Extracted records:
╔══
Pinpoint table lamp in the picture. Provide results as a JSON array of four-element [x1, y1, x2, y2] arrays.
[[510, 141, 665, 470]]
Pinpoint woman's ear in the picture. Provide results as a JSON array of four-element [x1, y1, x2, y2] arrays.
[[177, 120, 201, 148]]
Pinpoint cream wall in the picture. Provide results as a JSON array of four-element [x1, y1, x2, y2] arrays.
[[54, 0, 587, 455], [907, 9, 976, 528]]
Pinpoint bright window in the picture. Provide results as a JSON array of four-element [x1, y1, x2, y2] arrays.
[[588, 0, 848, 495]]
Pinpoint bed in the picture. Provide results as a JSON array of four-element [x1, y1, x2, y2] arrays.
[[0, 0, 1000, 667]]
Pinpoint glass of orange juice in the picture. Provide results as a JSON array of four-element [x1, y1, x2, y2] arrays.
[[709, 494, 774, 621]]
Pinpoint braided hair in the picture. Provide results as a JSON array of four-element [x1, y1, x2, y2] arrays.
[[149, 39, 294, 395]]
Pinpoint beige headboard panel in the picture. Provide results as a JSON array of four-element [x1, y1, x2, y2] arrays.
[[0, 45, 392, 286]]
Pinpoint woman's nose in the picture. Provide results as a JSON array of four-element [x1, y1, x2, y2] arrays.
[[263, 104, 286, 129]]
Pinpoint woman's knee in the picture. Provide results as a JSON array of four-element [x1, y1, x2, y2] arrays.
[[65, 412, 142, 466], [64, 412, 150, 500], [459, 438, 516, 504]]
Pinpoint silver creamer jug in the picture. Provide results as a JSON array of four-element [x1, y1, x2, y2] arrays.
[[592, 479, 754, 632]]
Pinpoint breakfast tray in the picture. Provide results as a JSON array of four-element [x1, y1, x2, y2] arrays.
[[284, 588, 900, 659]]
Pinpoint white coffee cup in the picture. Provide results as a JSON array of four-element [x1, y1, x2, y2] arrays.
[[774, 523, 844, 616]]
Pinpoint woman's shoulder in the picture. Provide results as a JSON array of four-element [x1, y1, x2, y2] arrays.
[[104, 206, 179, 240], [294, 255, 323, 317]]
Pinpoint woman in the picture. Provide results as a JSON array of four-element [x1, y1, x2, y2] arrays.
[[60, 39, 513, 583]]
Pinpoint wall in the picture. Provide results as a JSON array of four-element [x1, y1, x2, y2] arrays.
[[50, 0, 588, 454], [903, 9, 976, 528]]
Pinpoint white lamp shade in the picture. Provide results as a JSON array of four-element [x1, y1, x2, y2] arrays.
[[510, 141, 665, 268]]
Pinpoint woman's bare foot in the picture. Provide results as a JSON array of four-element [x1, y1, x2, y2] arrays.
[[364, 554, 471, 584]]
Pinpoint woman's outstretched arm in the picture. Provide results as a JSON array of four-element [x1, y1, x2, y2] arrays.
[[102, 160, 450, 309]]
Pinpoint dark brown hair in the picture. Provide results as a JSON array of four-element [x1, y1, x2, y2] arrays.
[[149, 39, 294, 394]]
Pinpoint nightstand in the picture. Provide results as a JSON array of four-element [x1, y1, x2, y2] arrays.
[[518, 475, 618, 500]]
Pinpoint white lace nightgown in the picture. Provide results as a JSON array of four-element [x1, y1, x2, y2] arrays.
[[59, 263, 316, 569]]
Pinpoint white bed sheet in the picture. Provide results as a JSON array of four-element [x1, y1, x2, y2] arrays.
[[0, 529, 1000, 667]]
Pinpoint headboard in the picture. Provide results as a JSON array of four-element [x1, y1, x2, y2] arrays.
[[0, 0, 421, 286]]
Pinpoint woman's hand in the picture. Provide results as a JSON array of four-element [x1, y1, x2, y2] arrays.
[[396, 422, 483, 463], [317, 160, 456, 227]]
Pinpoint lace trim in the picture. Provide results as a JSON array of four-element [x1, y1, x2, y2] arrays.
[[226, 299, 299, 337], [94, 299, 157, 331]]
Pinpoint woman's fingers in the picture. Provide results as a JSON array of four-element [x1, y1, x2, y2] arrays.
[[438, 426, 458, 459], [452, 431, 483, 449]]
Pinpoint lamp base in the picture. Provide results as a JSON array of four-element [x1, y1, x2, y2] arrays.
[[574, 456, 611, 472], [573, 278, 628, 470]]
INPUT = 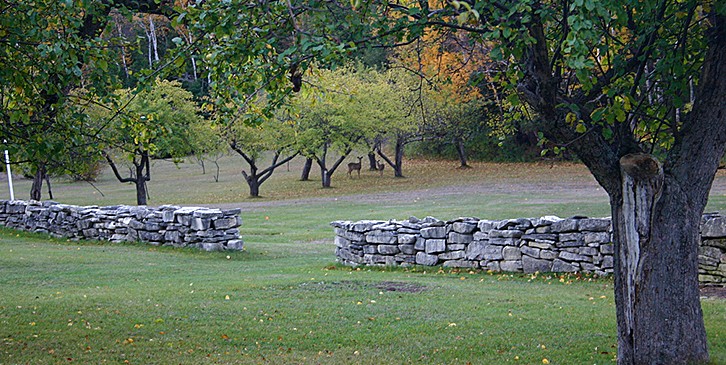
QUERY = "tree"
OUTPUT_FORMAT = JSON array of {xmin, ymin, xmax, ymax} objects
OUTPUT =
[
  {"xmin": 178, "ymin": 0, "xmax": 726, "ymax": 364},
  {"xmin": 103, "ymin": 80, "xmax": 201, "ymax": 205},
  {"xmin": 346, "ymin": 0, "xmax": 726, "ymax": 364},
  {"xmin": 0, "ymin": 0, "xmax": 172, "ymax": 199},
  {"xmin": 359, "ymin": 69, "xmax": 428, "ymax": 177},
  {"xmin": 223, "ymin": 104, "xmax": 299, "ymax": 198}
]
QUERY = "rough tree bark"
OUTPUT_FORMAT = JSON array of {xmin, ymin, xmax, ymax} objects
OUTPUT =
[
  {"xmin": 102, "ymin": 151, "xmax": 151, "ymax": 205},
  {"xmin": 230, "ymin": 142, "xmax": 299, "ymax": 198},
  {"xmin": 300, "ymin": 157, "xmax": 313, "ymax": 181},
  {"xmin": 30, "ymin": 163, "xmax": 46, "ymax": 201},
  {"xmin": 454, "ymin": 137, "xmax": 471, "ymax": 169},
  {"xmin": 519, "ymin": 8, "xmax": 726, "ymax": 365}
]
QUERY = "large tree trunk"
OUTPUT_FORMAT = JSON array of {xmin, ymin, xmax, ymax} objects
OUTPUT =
╚══
╔══
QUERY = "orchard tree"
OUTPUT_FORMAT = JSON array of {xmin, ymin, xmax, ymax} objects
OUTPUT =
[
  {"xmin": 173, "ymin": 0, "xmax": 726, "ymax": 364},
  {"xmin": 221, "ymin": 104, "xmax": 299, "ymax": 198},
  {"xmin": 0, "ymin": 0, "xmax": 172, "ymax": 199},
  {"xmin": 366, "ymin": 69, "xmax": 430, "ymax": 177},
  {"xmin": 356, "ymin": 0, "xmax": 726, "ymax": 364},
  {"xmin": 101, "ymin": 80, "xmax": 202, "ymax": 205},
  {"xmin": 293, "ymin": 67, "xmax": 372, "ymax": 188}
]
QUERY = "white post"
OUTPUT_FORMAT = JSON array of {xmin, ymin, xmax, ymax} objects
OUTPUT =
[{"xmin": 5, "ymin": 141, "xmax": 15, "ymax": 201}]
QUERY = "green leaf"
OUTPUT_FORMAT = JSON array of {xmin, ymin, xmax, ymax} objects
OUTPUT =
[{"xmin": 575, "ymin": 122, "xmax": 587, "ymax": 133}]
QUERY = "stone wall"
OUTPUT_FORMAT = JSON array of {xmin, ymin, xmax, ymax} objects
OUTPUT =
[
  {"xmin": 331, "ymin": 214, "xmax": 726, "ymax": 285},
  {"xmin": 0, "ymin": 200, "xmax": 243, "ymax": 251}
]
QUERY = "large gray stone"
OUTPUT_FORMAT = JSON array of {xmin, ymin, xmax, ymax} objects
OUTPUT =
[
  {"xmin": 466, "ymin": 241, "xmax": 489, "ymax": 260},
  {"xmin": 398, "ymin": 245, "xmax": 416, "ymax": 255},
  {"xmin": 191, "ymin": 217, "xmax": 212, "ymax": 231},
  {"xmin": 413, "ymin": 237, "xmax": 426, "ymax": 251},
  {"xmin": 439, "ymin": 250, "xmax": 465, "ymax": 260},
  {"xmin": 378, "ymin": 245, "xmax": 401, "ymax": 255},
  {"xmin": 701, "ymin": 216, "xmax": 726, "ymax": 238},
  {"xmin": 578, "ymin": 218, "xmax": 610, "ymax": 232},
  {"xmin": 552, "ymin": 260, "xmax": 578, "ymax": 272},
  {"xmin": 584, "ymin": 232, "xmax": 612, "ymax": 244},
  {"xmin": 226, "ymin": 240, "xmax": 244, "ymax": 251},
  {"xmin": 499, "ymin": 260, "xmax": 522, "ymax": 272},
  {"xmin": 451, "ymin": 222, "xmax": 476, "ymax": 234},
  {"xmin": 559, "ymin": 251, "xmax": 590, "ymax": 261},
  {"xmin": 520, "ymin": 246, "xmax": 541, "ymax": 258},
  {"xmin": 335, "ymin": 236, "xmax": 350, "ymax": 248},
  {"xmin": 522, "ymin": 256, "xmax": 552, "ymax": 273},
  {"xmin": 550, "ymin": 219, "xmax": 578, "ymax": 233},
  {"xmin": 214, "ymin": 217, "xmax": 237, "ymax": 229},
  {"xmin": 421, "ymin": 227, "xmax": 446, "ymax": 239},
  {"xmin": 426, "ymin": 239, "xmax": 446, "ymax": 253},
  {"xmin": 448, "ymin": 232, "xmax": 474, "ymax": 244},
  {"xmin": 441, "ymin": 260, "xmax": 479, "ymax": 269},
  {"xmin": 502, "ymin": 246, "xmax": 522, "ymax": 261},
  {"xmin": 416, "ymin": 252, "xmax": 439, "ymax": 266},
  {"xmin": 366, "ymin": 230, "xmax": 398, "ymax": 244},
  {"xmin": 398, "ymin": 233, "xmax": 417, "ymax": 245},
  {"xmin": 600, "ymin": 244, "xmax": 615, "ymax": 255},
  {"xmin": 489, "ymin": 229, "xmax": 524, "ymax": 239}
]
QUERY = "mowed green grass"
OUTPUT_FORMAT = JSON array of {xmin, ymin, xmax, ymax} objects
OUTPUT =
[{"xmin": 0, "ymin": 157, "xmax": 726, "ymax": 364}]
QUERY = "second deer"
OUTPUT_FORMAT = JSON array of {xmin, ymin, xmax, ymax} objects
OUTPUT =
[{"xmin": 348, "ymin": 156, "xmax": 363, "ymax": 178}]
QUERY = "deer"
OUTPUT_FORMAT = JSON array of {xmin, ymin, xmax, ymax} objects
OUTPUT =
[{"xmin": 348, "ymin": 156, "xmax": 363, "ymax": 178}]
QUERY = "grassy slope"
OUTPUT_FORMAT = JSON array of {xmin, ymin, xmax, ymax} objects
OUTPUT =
╚══
Work instructions ::
Put these rows into a JSON list of strings, with one string per line and any blank lines dropped: start at the line containing "Pinpoint woman's fingers" and end with the line containing "[[438, 426, 458, 459], [452, 431, 483, 449]]".

Task output ::
[
  "Pinpoint woman's fingers in the picture. Provide results as a JSON array of four-element [x1, y1, x2, y2] arrays.",
  "[[438, 426, 458, 459], [452, 431, 483, 449]]"
]